Task instructions →
Copy, from the data below, every line that has "locate" in it.
= = =
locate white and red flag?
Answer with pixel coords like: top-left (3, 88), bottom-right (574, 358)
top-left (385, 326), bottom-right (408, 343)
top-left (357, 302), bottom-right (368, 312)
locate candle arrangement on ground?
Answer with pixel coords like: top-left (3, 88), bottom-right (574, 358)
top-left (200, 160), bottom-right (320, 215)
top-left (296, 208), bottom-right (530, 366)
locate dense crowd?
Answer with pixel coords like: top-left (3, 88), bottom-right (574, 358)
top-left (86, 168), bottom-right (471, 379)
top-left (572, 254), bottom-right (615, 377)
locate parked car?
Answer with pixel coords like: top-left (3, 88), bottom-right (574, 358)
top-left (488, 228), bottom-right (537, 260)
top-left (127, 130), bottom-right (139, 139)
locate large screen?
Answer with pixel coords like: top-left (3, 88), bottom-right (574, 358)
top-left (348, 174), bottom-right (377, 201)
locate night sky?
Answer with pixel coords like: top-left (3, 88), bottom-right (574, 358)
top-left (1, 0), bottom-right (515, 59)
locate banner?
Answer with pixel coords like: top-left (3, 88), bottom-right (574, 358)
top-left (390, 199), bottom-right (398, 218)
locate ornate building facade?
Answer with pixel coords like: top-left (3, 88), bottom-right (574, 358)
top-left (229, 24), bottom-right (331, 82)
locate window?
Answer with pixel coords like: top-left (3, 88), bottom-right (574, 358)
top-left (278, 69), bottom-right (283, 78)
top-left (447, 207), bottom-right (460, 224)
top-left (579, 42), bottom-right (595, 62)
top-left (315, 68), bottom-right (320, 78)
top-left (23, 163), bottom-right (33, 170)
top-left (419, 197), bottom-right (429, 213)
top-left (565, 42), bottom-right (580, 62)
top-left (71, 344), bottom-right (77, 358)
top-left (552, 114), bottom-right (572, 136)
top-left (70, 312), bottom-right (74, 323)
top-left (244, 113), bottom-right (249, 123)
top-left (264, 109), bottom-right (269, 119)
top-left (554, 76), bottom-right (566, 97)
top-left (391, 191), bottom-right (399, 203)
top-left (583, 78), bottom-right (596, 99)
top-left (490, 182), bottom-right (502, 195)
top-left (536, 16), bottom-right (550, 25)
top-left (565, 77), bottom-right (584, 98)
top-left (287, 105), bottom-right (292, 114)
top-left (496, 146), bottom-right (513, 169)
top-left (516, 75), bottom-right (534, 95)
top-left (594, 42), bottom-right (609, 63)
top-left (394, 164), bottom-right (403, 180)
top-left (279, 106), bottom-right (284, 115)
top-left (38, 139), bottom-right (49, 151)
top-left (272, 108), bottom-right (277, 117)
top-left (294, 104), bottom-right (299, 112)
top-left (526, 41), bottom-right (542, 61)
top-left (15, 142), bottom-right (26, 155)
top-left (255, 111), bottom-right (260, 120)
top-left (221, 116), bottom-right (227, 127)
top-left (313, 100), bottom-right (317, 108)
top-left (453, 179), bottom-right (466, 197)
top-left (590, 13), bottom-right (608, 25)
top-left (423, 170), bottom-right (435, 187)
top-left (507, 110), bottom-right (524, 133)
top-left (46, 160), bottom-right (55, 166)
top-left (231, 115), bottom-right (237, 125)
= = =
Task solution →
locate white and red flag?
locate candle arrangement on ground?
locate dense crowd?
locate parked car?
locate large screen?
locate night sky?
locate banner?
locate ornate building facade?
locate window?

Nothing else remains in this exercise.